* **Stored items**:
+-------+

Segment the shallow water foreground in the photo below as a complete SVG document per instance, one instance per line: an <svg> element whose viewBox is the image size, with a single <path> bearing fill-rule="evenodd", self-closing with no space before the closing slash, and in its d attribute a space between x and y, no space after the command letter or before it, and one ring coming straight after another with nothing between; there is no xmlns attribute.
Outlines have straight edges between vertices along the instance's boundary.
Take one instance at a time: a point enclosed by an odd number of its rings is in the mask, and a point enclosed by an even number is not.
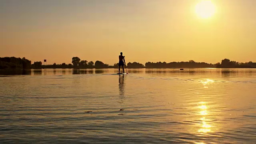
<svg viewBox="0 0 256 144"><path fill-rule="evenodd" d="M0 143L256 143L256 69L0 70Z"/></svg>

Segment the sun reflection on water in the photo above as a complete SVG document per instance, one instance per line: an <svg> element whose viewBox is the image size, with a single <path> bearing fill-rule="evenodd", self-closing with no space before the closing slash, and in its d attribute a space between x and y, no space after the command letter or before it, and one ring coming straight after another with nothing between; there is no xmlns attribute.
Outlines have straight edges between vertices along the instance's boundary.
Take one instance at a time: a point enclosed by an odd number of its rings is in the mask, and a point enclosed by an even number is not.
<svg viewBox="0 0 256 144"><path fill-rule="evenodd" d="M208 114L208 112L206 109L207 109L207 106L206 105L206 102L200 102L199 104L201 105L198 106L198 108L201 110L200 112L200 114L202 116L204 116L204 117L201 118L202 121L202 124L201 125L201 128L198 130L198 132L201 133L207 133L211 131L211 126L207 124L206 122L207 120L206 119L205 116Z"/></svg>
<svg viewBox="0 0 256 144"><path fill-rule="evenodd" d="M207 86L210 83L213 83L214 82L214 80L209 79L206 79L206 80L202 80L200 81L203 85L204 86L204 88L207 88L208 86Z"/></svg>

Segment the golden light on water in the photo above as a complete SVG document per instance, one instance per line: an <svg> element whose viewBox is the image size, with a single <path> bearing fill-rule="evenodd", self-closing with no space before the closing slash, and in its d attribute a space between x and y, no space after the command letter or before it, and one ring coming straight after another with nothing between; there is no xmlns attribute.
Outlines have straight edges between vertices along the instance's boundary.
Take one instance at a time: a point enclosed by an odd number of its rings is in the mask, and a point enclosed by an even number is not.
<svg viewBox="0 0 256 144"><path fill-rule="evenodd" d="M206 79L206 80L202 80L200 81L201 83L203 84L204 86L204 88L208 88L208 87L207 86L207 85L209 84L210 83L214 82L214 80L209 79Z"/></svg>
<svg viewBox="0 0 256 144"><path fill-rule="evenodd" d="M205 102L199 102L200 104L202 104L198 107L201 110L200 111L200 114L202 116L206 116L208 114L207 111L206 110L207 109L207 106L206 105L204 104L205 104ZM212 126L206 123L205 117L202 118L201 120L202 120L202 124L201 124L201 128L198 130L198 132L202 133L210 132L211 131L210 128Z"/></svg>
<svg viewBox="0 0 256 144"><path fill-rule="evenodd" d="M195 10L199 17L208 18L215 13L216 7L211 0L203 0L196 4Z"/></svg>

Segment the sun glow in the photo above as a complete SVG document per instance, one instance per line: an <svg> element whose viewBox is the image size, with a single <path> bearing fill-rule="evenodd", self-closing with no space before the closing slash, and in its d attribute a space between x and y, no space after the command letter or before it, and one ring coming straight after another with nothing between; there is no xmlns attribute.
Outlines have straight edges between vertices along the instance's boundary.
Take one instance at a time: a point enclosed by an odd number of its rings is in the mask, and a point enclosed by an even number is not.
<svg viewBox="0 0 256 144"><path fill-rule="evenodd" d="M208 18L212 16L216 12L216 8L210 0L203 0L196 4L195 7L196 14L203 18Z"/></svg>

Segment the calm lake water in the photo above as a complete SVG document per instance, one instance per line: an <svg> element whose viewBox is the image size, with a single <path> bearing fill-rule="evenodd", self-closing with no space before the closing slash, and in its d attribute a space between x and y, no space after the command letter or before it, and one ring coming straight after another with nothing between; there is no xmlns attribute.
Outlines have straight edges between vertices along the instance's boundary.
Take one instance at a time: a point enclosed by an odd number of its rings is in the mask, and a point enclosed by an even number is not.
<svg viewBox="0 0 256 144"><path fill-rule="evenodd" d="M128 70L0 70L0 143L256 144L256 69Z"/></svg>

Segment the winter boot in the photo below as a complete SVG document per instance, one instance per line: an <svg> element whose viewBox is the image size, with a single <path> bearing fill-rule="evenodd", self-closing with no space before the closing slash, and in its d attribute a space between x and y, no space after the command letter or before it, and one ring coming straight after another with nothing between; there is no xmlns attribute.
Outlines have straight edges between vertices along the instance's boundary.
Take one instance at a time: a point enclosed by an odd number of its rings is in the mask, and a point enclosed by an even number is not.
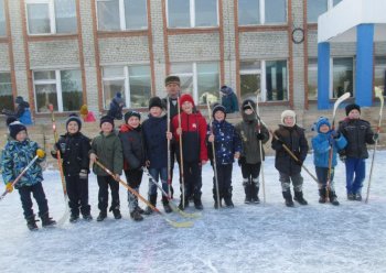
<svg viewBox="0 0 386 273"><path fill-rule="evenodd" d="M293 207L293 200L292 200L292 195L290 190L282 192L282 197L285 197L286 200L286 206L287 207Z"/></svg>
<svg viewBox="0 0 386 273"><path fill-rule="evenodd" d="M194 207L195 209L203 210L204 206L201 201L201 194L195 194L194 195Z"/></svg>
<svg viewBox="0 0 386 273"><path fill-rule="evenodd" d="M52 227L52 226L56 225L56 221L54 221L54 220L50 217L49 212L45 212L45 214L42 215L40 218L42 219L42 226L43 226L43 228Z"/></svg>
<svg viewBox="0 0 386 273"><path fill-rule="evenodd" d="M143 217L140 215L140 212L137 209L135 209L132 212L130 212L130 217L135 221L142 221L143 220Z"/></svg>
<svg viewBox="0 0 386 273"><path fill-rule="evenodd" d="M37 230L37 225L36 225L36 221L39 220L35 220L35 215L32 215L28 218L25 218L26 220L26 227L29 228L29 230Z"/></svg>
<svg viewBox="0 0 386 273"><path fill-rule="evenodd" d="M162 196L162 205L163 205L163 210L164 210L167 214L172 212L172 208L170 207L168 197Z"/></svg>
<svg viewBox="0 0 386 273"><path fill-rule="evenodd" d="M157 206L157 195L149 195L149 201L153 207L156 207ZM147 206L143 214L151 215L152 212L153 212L153 209L150 206Z"/></svg>
<svg viewBox="0 0 386 273"><path fill-rule="evenodd" d="M294 192L293 200L298 201L300 205L308 205L307 200L303 198L303 192Z"/></svg>
<svg viewBox="0 0 386 273"><path fill-rule="evenodd" d="M330 190L329 192L329 198L330 198L330 203L334 206L339 206L339 201L337 201L337 196L335 195L335 192Z"/></svg>
<svg viewBox="0 0 386 273"><path fill-rule="evenodd" d="M106 210L100 210L98 217L97 217L97 221L103 221L105 220L107 217L107 211Z"/></svg>
<svg viewBox="0 0 386 273"><path fill-rule="evenodd" d="M325 187L319 189L319 203L324 204L326 199Z"/></svg>

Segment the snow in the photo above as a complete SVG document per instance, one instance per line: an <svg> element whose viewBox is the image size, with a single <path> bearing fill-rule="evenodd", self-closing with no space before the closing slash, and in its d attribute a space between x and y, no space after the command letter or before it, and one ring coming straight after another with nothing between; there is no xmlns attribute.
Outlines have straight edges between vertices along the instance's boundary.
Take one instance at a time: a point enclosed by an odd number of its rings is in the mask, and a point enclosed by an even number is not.
<svg viewBox="0 0 386 273"><path fill-rule="evenodd" d="M235 208L215 210L213 172L207 164L203 168L205 208L192 228L173 228L158 215L146 217L142 222L132 221L127 194L120 188L120 220L109 214L103 222L66 221L62 227L31 232L15 190L0 203L1 272L385 272L384 165L386 152L377 152L368 204L346 200L345 168L340 163L335 187L341 206L319 204L317 184L302 172L309 206L296 204L294 208L287 208L274 157L267 157L265 163L265 205L243 203L242 174L235 164ZM305 166L314 173L312 155ZM51 215L57 220L64 212L60 175L45 171L44 177ZM143 196L147 187L143 176ZM96 177L92 175L89 199L94 219L98 215L97 190ZM261 190L259 196L262 200ZM158 207L162 209L160 204ZM195 210L191 206L186 211ZM168 217L190 220L175 214Z"/></svg>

+-------+

* **DESCRIPTION OF THE TASK**: Copy out the stretch of items that opens with the line containing "Segment the sun glow" and closes with the line containing "70L0 70L0 143L256", including both of those lines.

* **FULL SOLUTION**:
Segment the sun glow in the photo above as a complete SVG document per instance, one instance per line: an <svg> element whose viewBox is the image size, with a single <path> bearing fill-rule="evenodd", self-closing with no space before the closing slash, and in its d attribute a space between x and y, no space after the command letter or before it, and one ring coming straight after another with nothing between; there is no xmlns attribute.
Outlines have straight edges between vertices along the instance's boundary.
Take one instance at a time: a point enclosed by an odd number of its rings is in the mask, and a point enclosed by an even number is not.
<svg viewBox="0 0 256 144"><path fill-rule="evenodd" d="M208 18L212 16L216 12L216 8L210 0L203 0L196 4L195 7L196 14L203 18Z"/></svg>

Segment the calm lake water in the photo above as a complete SVG document per instance, one instance per line: an <svg> element whose viewBox is the image size, with a single <path> bearing fill-rule="evenodd", self-closing with no space before the closing slash, and in its d attribute a space between x and y, no space after the command letter or before it, and one ring coming straight after another with nothing between; there is no xmlns attribute.
Outlines have straight edges between vertices along the instance's boundary.
Take one instance at a time: a point enclosed by an odd number of its rings is in the mask, and a point enclosed by an even number is not.
<svg viewBox="0 0 256 144"><path fill-rule="evenodd" d="M128 70L0 70L0 143L256 144L256 69Z"/></svg>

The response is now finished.